Stored items from a collection:
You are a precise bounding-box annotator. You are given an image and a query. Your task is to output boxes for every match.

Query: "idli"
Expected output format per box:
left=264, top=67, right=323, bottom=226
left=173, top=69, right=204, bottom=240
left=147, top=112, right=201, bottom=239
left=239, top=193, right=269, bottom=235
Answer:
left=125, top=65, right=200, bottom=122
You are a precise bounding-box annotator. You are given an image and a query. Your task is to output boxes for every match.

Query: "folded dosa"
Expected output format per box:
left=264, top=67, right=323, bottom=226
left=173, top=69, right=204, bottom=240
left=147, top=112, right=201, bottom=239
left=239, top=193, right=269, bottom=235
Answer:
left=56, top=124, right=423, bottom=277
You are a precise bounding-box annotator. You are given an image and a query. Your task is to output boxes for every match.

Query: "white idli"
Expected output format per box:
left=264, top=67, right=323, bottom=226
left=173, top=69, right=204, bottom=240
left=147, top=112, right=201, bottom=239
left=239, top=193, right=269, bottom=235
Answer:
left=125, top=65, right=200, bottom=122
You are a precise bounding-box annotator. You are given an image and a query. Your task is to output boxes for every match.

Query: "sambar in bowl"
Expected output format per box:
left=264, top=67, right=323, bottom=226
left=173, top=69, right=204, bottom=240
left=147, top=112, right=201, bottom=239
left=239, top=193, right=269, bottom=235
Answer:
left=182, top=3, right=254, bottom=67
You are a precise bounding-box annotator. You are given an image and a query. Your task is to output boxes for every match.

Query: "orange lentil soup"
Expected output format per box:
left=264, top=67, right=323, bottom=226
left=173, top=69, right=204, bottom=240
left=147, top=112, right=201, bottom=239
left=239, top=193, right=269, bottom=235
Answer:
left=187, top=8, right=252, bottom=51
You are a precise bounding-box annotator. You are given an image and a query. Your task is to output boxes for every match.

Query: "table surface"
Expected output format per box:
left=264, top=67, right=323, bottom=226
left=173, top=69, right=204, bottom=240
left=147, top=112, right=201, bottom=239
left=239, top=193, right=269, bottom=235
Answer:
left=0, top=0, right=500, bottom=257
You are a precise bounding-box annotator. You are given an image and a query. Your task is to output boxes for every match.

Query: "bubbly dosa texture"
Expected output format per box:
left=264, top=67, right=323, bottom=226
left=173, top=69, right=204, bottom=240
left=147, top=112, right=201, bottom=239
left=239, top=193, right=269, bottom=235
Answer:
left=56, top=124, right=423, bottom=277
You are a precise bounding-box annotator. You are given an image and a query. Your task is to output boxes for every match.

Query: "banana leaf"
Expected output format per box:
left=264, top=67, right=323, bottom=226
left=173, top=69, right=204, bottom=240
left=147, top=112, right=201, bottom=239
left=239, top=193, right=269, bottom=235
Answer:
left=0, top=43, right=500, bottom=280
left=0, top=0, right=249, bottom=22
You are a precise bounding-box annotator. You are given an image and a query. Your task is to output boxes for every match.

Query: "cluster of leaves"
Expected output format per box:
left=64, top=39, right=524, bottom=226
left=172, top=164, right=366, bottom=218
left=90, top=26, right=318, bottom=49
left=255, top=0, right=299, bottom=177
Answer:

● Task directions: Copy word for word the rows from the very beginning through the line containing "left=187, top=8, right=252, bottom=51", including both the first line and that line.

● Response:
You are a precise bounding-box annotator. You are given an image and a query. Your task is to output boxes for every match.

Query: "idli"
Expected output format per box:
left=264, top=67, right=323, bottom=226
left=173, top=69, right=204, bottom=240
left=147, top=112, right=201, bottom=239
left=239, top=193, right=269, bottom=235
Answer:
left=125, top=65, right=200, bottom=122
You are a precise bounding-box annotator. You are given an image and a query. Your task is to output boxes for every match.

Query: "folded dosa"
Expected output format per box:
left=264, top=67, right=323, bottom=226
left=173, top=69, right=204, bottom=240
left=147, top=112, right=201, bottom=239
left=239, top=193, right=269, bottom=235
Answer:
left=56, top=124, right=423, bottom=277
You are a precise bounding-box annotator. You are given an image and a query. Your task is to output boxes for every match.

Query: "white idli"
Expected output format per box:
left=264, top=67, right=323, bottom=226
left=173, top=69, right=204, bottom=240
left=147, top=112, right=201, bottom=239
left=239, top=193, right=269, bottom=235
Answer:
left=125, top=65, right=200, bottom=122
You are a precise bounding-box annotator. You are given an image and a query. Your task is to output boxes for every match.

Query: "sambar in bowl"
Expected output format per box:
left=264, top=67, right=323, bottom=226
left=173, top=69, right=204, bottom=240
left=147, top=112, right=201, bottom=239
left=239, top=193, right=269, bottom=235
Answer:
left=182, top=3, right=254, bottom=67
You are a precise bounding-box annotator. You are given an image and a query. Your task is to output boxes for every match.

Query: "orange lentil soup"
Expected output format per box:
left=264, top=67, right=323, bottom=226
left=173, top=69, right=204, bottom=240
left=147, top=112, right=201, bottom=239
left=239, top=193, right=269, bottom=235
Answer:
left=187, top=8, right=252, bottom=51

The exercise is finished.